Would you copy the records exactly, leaving the pictures out?
---------- Material to process ----------
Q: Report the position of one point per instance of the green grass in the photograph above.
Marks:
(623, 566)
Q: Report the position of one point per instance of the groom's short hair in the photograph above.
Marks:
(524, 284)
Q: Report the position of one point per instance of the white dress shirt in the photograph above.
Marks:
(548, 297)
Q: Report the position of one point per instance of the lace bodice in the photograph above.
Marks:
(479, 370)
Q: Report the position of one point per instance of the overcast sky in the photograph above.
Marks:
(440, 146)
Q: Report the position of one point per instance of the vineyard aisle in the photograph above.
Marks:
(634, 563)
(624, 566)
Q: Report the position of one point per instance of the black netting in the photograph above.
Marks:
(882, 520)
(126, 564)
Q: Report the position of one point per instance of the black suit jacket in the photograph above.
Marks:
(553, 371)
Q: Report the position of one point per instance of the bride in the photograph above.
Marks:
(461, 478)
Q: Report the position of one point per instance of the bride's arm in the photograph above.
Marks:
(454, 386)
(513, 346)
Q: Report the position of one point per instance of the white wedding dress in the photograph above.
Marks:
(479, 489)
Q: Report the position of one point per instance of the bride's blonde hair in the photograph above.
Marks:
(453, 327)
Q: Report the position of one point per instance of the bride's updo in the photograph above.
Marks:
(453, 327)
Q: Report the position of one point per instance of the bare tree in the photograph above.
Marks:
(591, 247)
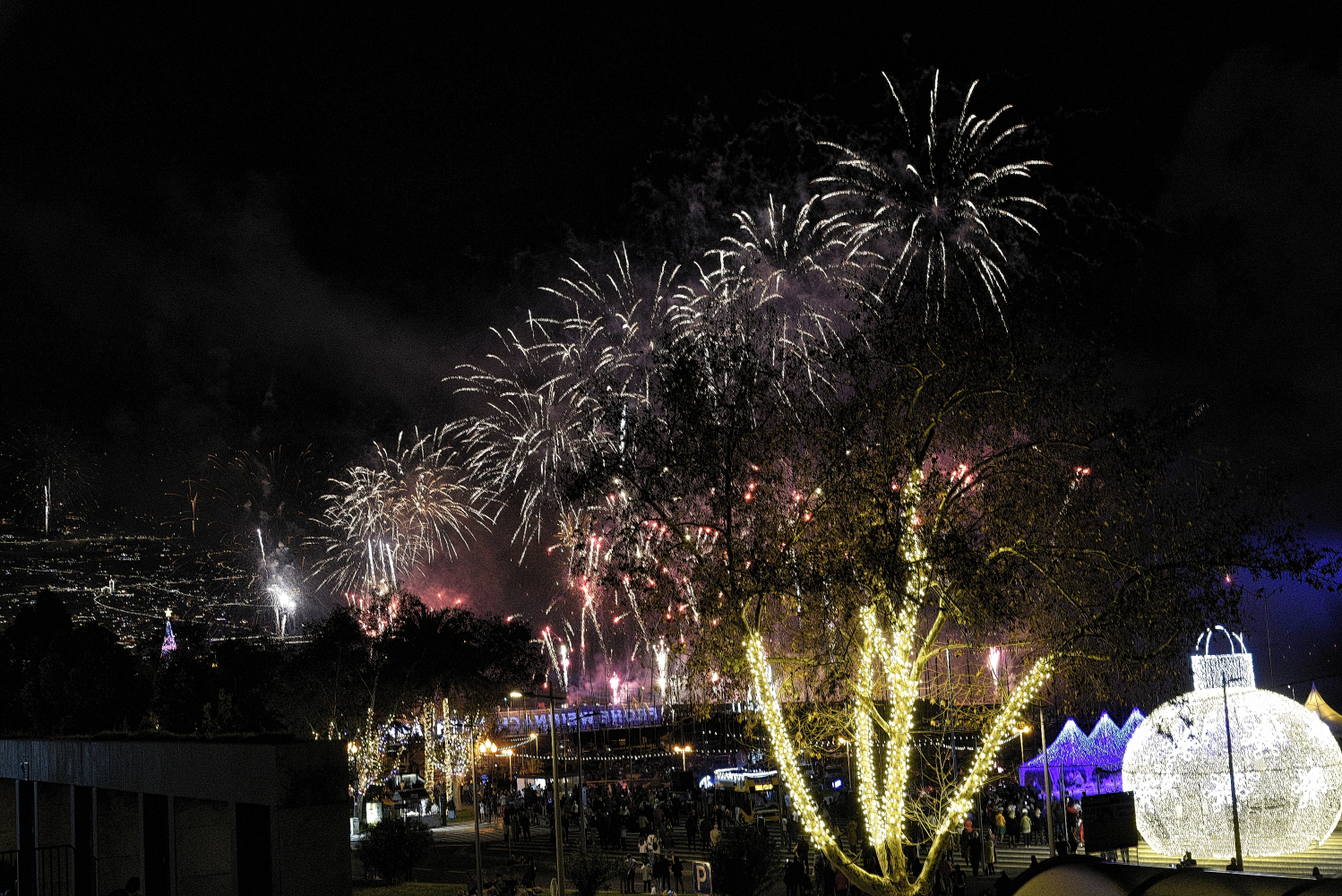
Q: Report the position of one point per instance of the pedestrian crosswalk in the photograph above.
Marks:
(1326, 857)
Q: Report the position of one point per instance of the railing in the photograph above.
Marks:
(56, 871)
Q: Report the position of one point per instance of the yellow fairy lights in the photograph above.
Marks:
(1002, 730)
(895, 650)
(783, 749)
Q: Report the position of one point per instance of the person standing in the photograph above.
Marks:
(791, 877)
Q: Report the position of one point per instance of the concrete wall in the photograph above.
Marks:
(117, 839)
(204, 847)
(170, 812)
(8, 815)
(53, 814)
(310, 841)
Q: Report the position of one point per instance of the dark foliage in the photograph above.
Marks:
(745, 863)
(392, 848)
(592, 871)
(59, 679)
(56, 679)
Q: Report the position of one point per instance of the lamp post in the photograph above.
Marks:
(1229, 754)
(555, 773)
(1023, 730)
(1048, 788)
(476, 805)
(847, 749)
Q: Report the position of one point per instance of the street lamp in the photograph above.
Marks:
(555, 777)
(476, 801)
(1021, 731)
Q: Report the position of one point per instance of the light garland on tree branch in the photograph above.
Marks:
(1002, 730)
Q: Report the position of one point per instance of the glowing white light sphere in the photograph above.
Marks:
(1287, 774)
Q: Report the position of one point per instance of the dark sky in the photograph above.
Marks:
(199, 208)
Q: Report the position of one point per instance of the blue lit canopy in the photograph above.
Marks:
(1085, 762)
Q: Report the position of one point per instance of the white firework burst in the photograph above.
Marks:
(391, 518)
(940, 218)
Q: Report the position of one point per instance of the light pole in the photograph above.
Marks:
(555, 777)
(476, 805)
(1023, 730)
(1048, 788)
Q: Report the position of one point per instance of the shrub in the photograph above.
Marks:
(592, 871)
(745, 863)
(392, 847)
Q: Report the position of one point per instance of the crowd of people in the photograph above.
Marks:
(649, 823)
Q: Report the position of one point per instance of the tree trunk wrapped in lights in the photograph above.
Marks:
(889, 660)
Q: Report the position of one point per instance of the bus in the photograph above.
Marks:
(748, 796)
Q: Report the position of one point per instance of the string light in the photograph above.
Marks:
(883, 806)
(1287, 771)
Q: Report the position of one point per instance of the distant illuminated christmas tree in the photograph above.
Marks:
(169, 640)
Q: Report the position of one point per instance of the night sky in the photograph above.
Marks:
(245, 229)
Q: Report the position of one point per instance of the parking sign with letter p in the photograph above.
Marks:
(702, 879)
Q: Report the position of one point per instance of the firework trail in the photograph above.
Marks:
(390, 520)
(262, 504)
(563, 394)
(46, 475)
(941, 218)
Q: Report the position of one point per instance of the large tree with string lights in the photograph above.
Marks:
(821, 458)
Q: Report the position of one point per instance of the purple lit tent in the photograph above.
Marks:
(1107, 749)
(1080, 763)
(1125, 734)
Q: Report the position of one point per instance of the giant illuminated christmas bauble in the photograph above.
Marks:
(1287, 768)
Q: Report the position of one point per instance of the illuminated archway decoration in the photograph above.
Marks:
(1287, 769)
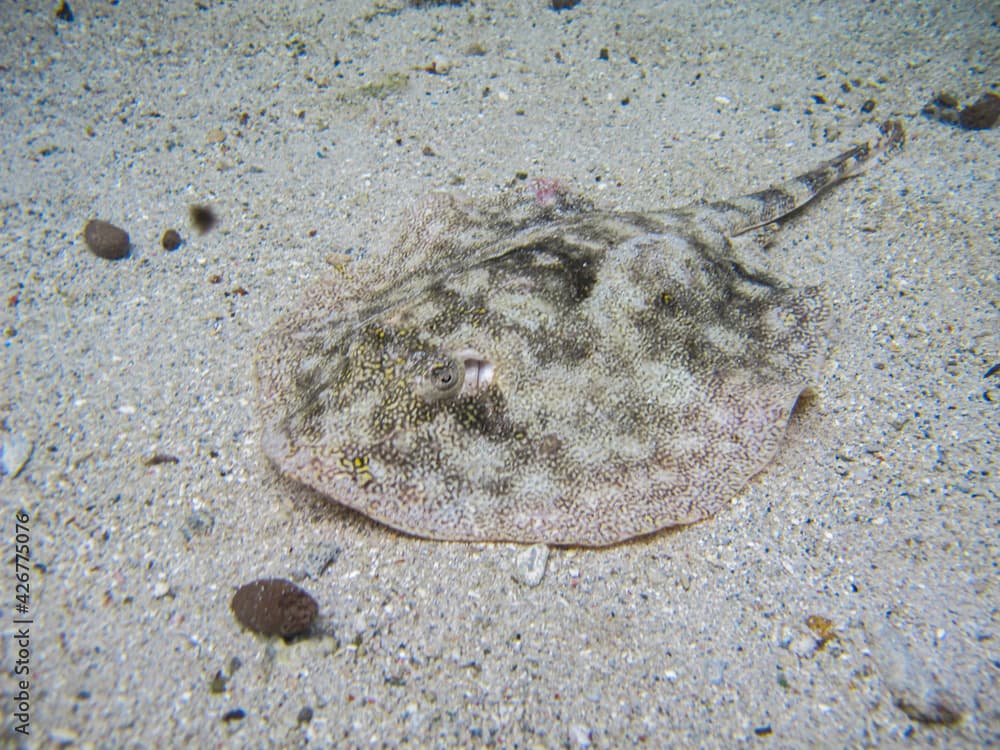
----------
| Your solution |
Q: Report the position of one point per instance of the green grass in the photograph above.
Marks:
(623, 566)
Q: Report the position of one point per instance of the groom's short hair in the photograph above.
Marks:
(524, 284)
Q: Report the position of one point per instance of the white dress shirt in the photograph above.
Marks:
(548, 297)
Q: Report the position of one point per instance of the lace bodice in the photograph above.
Marks:
(479, 370)
Q: Report the position of one point per instance of the overcast sky in the photograph above.
Marks:
(440, 146)
Q: Report the position of one point per instance of the vineyard aisle in the photograph above.
Marks:
(634, 563)
(624, 566)
Q: Report the position of one point per instance of the black netting in the photograph above.
Marks:
(882, 520)
(126, 564)
Q: Report the position of one point per instance of the black suit jacket in the photograph above.
Marks:
(553, 371)
Q: Report the position of one point per instance of the bride in the photograph above.
Marks:
(461, 478)
Q: Report the position of one point per instance of the bride's arm in the photograph above.
Marks:
(454, 386)
(513, 346)
Q: Report the position of one point per instance of the white wedding dress in the photograph above.
Marks:
(479, 489)
Q: Report the position of one point per instance of the bride's blonde hair in the photograph above.
Marks:
(453, 327)
Q: Report the position of one point per instance of the bride's updo in the photograph above.
Marks:
(453, 327)
Q: Report the position of one point per instance of the bare tree in the photograph above.
Marks:
(591, 247)
Q: Report the position of one point per instance of the pedestrian crosswalk in the photograph above.
Marks:
(1326, 857)
Q: Report the position of one point per instance of the railing in the photograph above.
Marks:
(56, 871)
Q: Report the position of one point per instance of the yellow fairy lights in the photograph above.
Marks:
(1002, 730)
(895, 650)
(783, 749)
Q: Report the position of one point per instance of the person standing in the photograph above.
Marks:
(791, 877)
Q: Report the position of one point per instance of the concrete wall in the photograph above.
Marks:
(117, 839)
(204, 847)
(170, 812)
(8, 815)
(53, 814)
(310, 841)
Q: Report the position of one point per instance of the dark foliage in the photograph above.
Marks:
(745, 863)
(392, 848)
(592, 871)
(59, 679)
(56, 679)
Q: Report the position of one point per instance of the lamp post in the photograph above.
Marks:
(1229, 754)
(555, 773)
(1023, 730)
(1048, 788)
(476, 805)
(847, 749)
Q: Report the position of one point per instance of the street lamp in the photograph above.
Marks:
(555, 777)
(476, 801)
(1021, 731)
Q: Report the position of one point per instance of the light garland on tree branch in the photograph above.
Marks:
(1002, 730)
Q: Report the position of one point per instance of the glowing white light sphere in the photograph above.
Marks:
(1287, 774)
Q: Report the position of one point per instance of the dark sky in the photograph above.
Marks:
(199, 208)
Q: Report the position of one point per instance of the blue lit canopy in the photograph above.
Marks:
(1085, 762)
Q: Report the position of one point per instance of the white firework burst in the photograph above.
Marks:
(391, 518)
(940, 218)
Q: Report the position of one point per instance of the light pole in the photograph above.
Marks:
(555, 777)
(476, 805)
(1023, 730)
(1048, 788)
Q: Report the position of one point per instance of the shrub in the photograph above.
Marks:
(592, 871)
(745, 863)
(392, 847)
Q: Report the position of one point per instance of the crowd of people in the photograph above.
Marks:
(649, 823)
Q: Report the position of one point per instance of the tree trunk wrapped in lights in the photograph above.
Marks:
(889, 660)
Q: Report the position of one point per instance of the bus in the photograph above.
Marks:
(748, 796)
Q: Report the position of one point per instance of the string light in the photograph above.
Marks:
(883, 806)
(1287, 771)
Q: Report the position of one point per instance of the distant illuminated christmas tree in the photograph above.
Marks:
(169, 640)
Q: Report the position of one point per instance of the night sky in the photograph above.
Marks:
(245, 229)
Q: Report the position of one point per instance of the parking sign with letter p in the photograph above.
Marks:
(702, 879)
Q: Report the position of one point per instance of the firework trail in the photograph above.
Marks:
(390, 520)
(262, 504)
(563, 394)
(46, 475)
(941, 218)
Q: Report the position of one point per instance of the large tree with string lights in the photograph above.
Marks:
(821, 458)
Q: Report the position of one point per instance of the purple lit tent in the photograph above.
Marks:
(1107, 749)
(1080, 763)
(1125, 734)
Q: Report the position of one point per instance of the giant illuminated christmas bauble in the photograph above.
Marks:
(1287, 768)
Q: Report the position of one point per instance of the illuminated archway decoration in the photograph above.
Marks:
(1287, 769)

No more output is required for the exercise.